* Data section

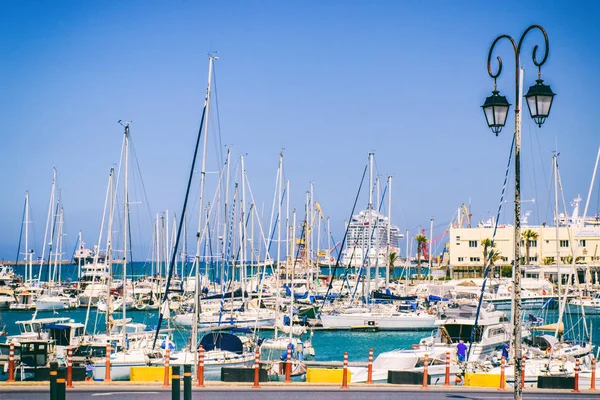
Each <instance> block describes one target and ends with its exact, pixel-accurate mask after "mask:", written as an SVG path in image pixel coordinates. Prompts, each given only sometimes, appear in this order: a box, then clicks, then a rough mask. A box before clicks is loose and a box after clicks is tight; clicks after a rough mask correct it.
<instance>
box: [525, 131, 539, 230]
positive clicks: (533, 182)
mask: <svg viewBox="0 0 600 400" xmlns="http://www.w3.org/2000/svg"><path fill="white" fill-rule="evenodd" d="M527 125H528V128H529V135H527V136H529V143H530V145H531V160H532V162H531V169H532V172H533V188H534V194H535V197H534V198H535V199H539V196H538V186H537V175H536V173H535V158H534V155H535V154H534V146H533V135H532V134H531V133H532V132H531V124H530V123H529V124H527ZM536 133H537V132H536ZM540 161H542V160H540ZM534 209H535V214H536V218H537V220H536V221H537V223H538V224H539V222H540V209H539V207H538V206H536V205H534Z"/></svg>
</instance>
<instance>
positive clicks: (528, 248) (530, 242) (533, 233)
mask: <svg viewBox="0 0 600 400" xmlns="http://www.w3.org/2000/svg"><path fill="white" fill-rule="evenodd" d="M537 238H538V233H537V232H536V231H532V230H531V229H527V230H526V231H523V232H522V233H521V239H522V240H523V241H525V262H524V263H523V264H528V263H529V249H530V248H531V242H532V241H534V240H537Z"/></svg>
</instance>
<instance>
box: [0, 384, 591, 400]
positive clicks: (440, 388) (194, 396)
mask: <svg viewBox="0 0 600 400" xmlns="http://www.w3.org/2000/svg"><path fill="white" fill-rule="evenodd" d="M182 389H183V388H182ZM181 396H182V397H183V390H182V393H181ZM48 398H49V392H48V388H47V387H41V386H40V387H7V386H2V387H0V399H2V400H13V399H14V400H17V399H18V400H25V399H26V400H34V399H35V400H37V399H44V400H46V399H48ZM512 398H513V393H512V392H510V391H507V392H499V391H497V390H487V391H486V390H481V389H470V388H464V387H455V388H450V389H447V390H443V389H442V388H432V389H429V390H421V389H419V388H401V387H393V386H373V387H355V388H352V387H351V388H350V389H348V390H341V389H339V388H337V387H315V386H311V387H302V386H290V387H282V386H271V387H266V386H263V387H262V388H261V389H251V388H249V387H247V386H246V387H231V386H220V387H216V388H205V389H201V390H200V389H196V390H194V391H193V394H192V399H210V400H213V399H215V400H221V399H222V400H237V399H240V400H242V399H243V400H282V399H285V400H312V399H327V400H330V399H331V400H363V399H368V400H384V399H394V400H398V399H403V400H413V399H414V400H433V399H435V400H443V399H446V400H502V399H512ZM523 398H524V399H527V400H550V399H580V400H581V399H596V400H598V399H600V393H593V392H586V391H583V392H581V393H572V392H570V391H560V390H552V391H551V390H529V391H528V390H526V391H525V392H524V396H523ZM67 399H70V400H79V399H86V400H103V399H106V400H109V399H110V400H112V399H127V400H163V399H171V391H170V390H168V389H159V388H156V387H139V388H137V387H136V388H132V387H118V386H111V387H108V386H107V387H98V388H91V387H81V388H75V389H70V390H69V391H68V392H67Z"/></svg>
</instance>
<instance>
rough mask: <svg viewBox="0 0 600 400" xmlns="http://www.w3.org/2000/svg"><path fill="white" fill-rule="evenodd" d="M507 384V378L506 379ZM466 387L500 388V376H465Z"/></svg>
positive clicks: (467, 373) (479, 374)
mask: <svg viewBox="0 0 600 400" xmlns="http://www.w3.org/2000/svg"><path fill="white" fill-rule="evenodd" d="M504 383H505V384H506V378H505V379H504ZM465 386H478V387H492V388H499V387H500V374H468V373H467V374H465Z"/></svg>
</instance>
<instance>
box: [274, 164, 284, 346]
mask: <svg viewBox="0 0 600 400" xmlns="http://www.w3.org/2000/svg"><path fill="white" fill-rule="evenodd" d="M282 178H283V153H279V168H278V170H277V221H276V223H277V258H276V259H275V287H276V288H277V297H276V299H275V310H277V315H279V311H280V310H279V297H280V291H279V288H280V287H281V285H280V283H279V280H280V278H281V271H280V270H279V262H280V260H281V202H282V201H283V198H282V186H283V181H282ZM273 336H274V338H275V339H277V324H275V333H274V335H273Z"/></svg>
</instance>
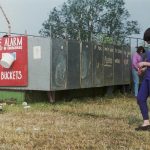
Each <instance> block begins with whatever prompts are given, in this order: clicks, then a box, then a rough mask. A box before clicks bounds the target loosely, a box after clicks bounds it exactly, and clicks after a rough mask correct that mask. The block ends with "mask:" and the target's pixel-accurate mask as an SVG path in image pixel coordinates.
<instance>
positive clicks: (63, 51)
mask: <svg viewBox="0 0 150 150" xmlns="http://www.w3.org/2000/svg"><path fill="white" fill-rule="evenodd" d="M51 54H52V57H51V59H52V60H51V63H52V64H51V67H52V70H51V77H52V78H51V90H64V89H66V85H67V41H66V40H63V39H52V52H51Z"/></svg>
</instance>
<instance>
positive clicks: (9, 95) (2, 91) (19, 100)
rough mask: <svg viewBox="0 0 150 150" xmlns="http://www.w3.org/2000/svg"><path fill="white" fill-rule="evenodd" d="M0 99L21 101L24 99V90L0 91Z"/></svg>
mask: <svg viewBox="0 0 150 150" xmlns="http://www.w3.org/2000/svg"><path fill="white" fill-rule="evenodd" d="M0 100H1V101H9V100H12V101H15V102H17V103H21V102H23V101H24V92H17V91H0Z"/></svg>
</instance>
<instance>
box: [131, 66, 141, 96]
mask: <svg viewBox="0 0 150 150" xmlns="http://www.w3.org/2000/svg"><path fill="white" fill-rule="evenodd" d="M132 77H133V85H134V96H136V97H137V95H138V90H139V82H140V79H139V75H138V72H137V71H136V70H135V69H134V68H132Z"/></svg>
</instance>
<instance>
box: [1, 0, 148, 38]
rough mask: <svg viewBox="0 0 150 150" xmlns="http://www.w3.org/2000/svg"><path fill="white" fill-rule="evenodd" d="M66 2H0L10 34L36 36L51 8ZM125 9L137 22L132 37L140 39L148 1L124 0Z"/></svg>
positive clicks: (42, 1) (1, 26)
mask: <svg viewBox="0 0 150 150" xmlns="http://www.w3.org/2000/svg"><path fill="white" fill-rule="evenodd" d="M65 1H67V0H0V4H1V5H2V7H3V9H4V11H5V13H6V15H7V17H8V19H9V21H10V23H11V32H13V33H24V32H25V30H27V33H28V34H32V35H38V31H39V30H40V29H41V28H42V23H43V22H44V21H45V20H46V19H47V18H48V15H49V12H50V10H52V8H53V7H55V6H56V7H60V6H61V5H62V3H63V2H65ZM125 2H126V8H127V9H128V11H129V13H130V14H131V19H132V20H137V21H138V22H139V24H140V27H141V34H140V35H134V36H136V37H140V38H142V35H143V32H144V30H145V29H147V28H148V27H150V15H149V13H150V0H125ZM0 18H1V19H0V27H1V28H0V32H7V31H8V26H7V23H6V20H5V18H4V16H3V15H2V12H0Z"/></svg>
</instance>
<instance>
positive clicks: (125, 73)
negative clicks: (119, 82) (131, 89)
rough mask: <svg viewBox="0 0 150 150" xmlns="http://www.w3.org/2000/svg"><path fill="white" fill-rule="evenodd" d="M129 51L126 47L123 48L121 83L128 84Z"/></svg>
mask: <svg viewBox="0 0 150 150" xmlns="http://www.w3.org/2000/svg"><path fill="white" fill-rule="evenodd" d="M130 64H131V51H130V47H129V46H128V45H126V46H123V83H124V84H129V83H130V67H131V66H130Z"/></svg>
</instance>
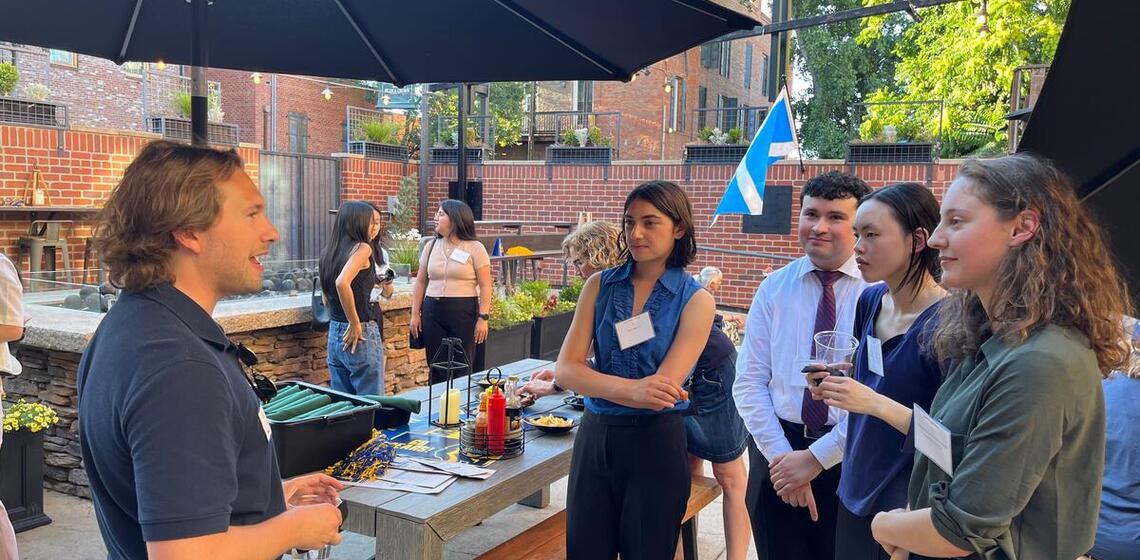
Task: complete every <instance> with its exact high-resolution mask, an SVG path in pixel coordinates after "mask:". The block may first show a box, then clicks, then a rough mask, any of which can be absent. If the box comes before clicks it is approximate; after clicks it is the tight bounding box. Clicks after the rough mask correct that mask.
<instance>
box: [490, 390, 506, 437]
mask: <svg viewBox="0 0 1140 560" xmlns="http://www.w3.org/2000/svg"><path fill="white" fill-rule="evenodd" d="M505 433H506V397H504V396H503V391H500V390H499V388H498V385H497V384H496V385H495V392H492V393H491V396H490V398H488V399H487V448H488V451H489V452H491V453H494V454H496V455H500V454H502V453H503V444H504V436H505Z"/></svg>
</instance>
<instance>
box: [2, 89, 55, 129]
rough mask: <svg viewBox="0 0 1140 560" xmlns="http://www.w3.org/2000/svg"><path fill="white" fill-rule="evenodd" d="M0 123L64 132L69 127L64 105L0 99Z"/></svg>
mask: <svg viewBox="0 0 1140 560" xmlns="http://www.w3.org/2000/svg"><path fill="white" fill-rule="evenodd" d="M0 123H6V124H22V125H26V127H42V128H49V129H58V130H64V129H67V128H68V127H70V125H71V120H70V119H68V114H67V106H66V105H60V104H58V103H47V102H35V100H32V99H21V98H17V97H0Z"/></svg>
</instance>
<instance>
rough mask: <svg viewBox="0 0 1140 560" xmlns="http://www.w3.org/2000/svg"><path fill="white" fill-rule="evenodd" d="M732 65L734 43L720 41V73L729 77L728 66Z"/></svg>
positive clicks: (725, 77) (724, 41)
mask: <svg viewBox="0 0 1140 560" xmlns="http://www.w3.org/2000/svg"><path fill="white" fill-rule="evenodd" d="M731 67H732V43H731V42H728V41H720V75H723V76H725V78H728V68H731Z"/></svg>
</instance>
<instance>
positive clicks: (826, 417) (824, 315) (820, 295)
mask: <svg viewBox="0 0 1140 560" xmlns="http://www.w3.org/2000/svg"><path fill="white" fill-rule="evenodd" d="M812 274H814V275H815V277H816V278H817V279H819V281H820V285H821V286H823V294H822V295H820V305H819V306H817V307H816V308H815V330H814V331H813V332H812V357H815V333H819V332H822V331H833V330H834V328H836V291H834V289H833V287H832V285H834V283H836V282H837V281H838V279H839V278H840V277H842V275H844V273H840V271H839V270H812ZM799 415H800V420H803V421H804V425H806V427H807V429H808V430H811V431H814V432H819V431H820V430H822V429H823V427H824V425H827V423H828V405H827V404H824V403H823V401H822V400H815V399H813V398H812V392H811V391H808V390H807V389H806V388H805V389H804V401H803V405H800V408H799Z"/></svg>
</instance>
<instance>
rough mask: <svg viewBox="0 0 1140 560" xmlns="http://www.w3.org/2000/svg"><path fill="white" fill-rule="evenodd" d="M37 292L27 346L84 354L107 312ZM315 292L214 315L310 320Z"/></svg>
mask: <svg viewBox="0 0 1140 560" xmlns="http://www.w3.org/2000/svg"><path fill="white" fill-rule="evenodd" d="M410 289H412V286H410V285H407V286H405V285H397V292H396V293H394V294H393V295H392V299H391V300H384V299H381V300H380V302H381V303H380V307H381V309H383V310H385V311H386V310H389V309H407V308H409V307H412V292H410ZM35 300H36V298H35V295H34V294H32V295H30V297H27V298H25V302H24V315H25V316H27V317H30V318H31V319H30V320H28V323H27V325H25V327H24V340H23V341H22V342H21V343H22V344H24V346H27V347H34V348H43V349H48V350H58V351H66V352H75V354H81V352H82V351H83V349H86V348H87V343H88V342H89V341H90V340H91V336H93V335H95V330H96V328H97V327H98V326H99V320H101V319H103V314H97V313H91V311H81V310H75V309H65V308H62V307H54V306H47V305H40V303H36V302H35ZM310 306H311V295H310V294H308V293H304V294H298V295H282V297H274V298H260V299H253V300H243V301H223V302H221V303H219V305H218V307H217V308H215V309H214V314H213V318H214V320H217V322H218V324H219V325H221V327H222V328H223V330H225V331H226V332H227V333H243V332H250V331H259V330H262V328H274V327H278V326H287V325H298V324H307V323H309V322H310V320H312V311H311V307H310Z"/></svg>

* The task
Give again, word for word, every line from the one holding "292L27 346L84 354L107" to the end of the data.

* Answer box
rough mask: <svg viewBox="0 0 1140 560" xmlns="http://www.w3.org/2000/svg"><path fill="white" fill-rule="evenodd" d="M37 292L27 346L84 354L107 312ZM315 292L214 315L310 320Z"/></svg>
mask: <svg viewBox="0 0 1140 560" xmlns="http://www.w3.org/2000/svg"><path fill="white" fill-rule="evenodd" d="M410 289H412V286H410V285H407V286H405V285H397V292H396V293H394V294H393V295H392V299H391V300H384V299H381V300H380V302H381V303H380V307H381V309H383V310H385V311H386V310H389V309H407V308H409V307H412V292H410ZM35 300H36V298H35V295H34V294H32V295H30V297H27V298H25V302H24V315H25V316H27V317H30V318H31V319H30V320H28V323H27V325H25V327H24V340H23V341H22V342H21V343H22V344H24V346H27V347H34V348H43V349H48V350H58V351H66V352H75V354H81V352H82V351H83V349H86V348H87V343H88V342H89V341H90V340H91V336H93V335H95V330H96V328H97V327H98V326H99V320H101V319H103V314H97V313H91V311H81V310H75V309H65V308H62V307H54V306H47V305H40V303H36V302H35ZM310 306H311V295H310V294H308V293H304V294H298V295H282V297H274V298H260V299H253V300H243V301H223V302H221V303H219V305H218V307H217V308H215V309H214V314H213V318H214V320H217V322H218V324H219V325H221V327H222V328H223V330H225V331H226V332H227V333H243V332H250V331H259V330H262V328H274V327H278V326H287V325H298V324H307V323H309V322H310V320H312V311H311V307H310Z"/></svg>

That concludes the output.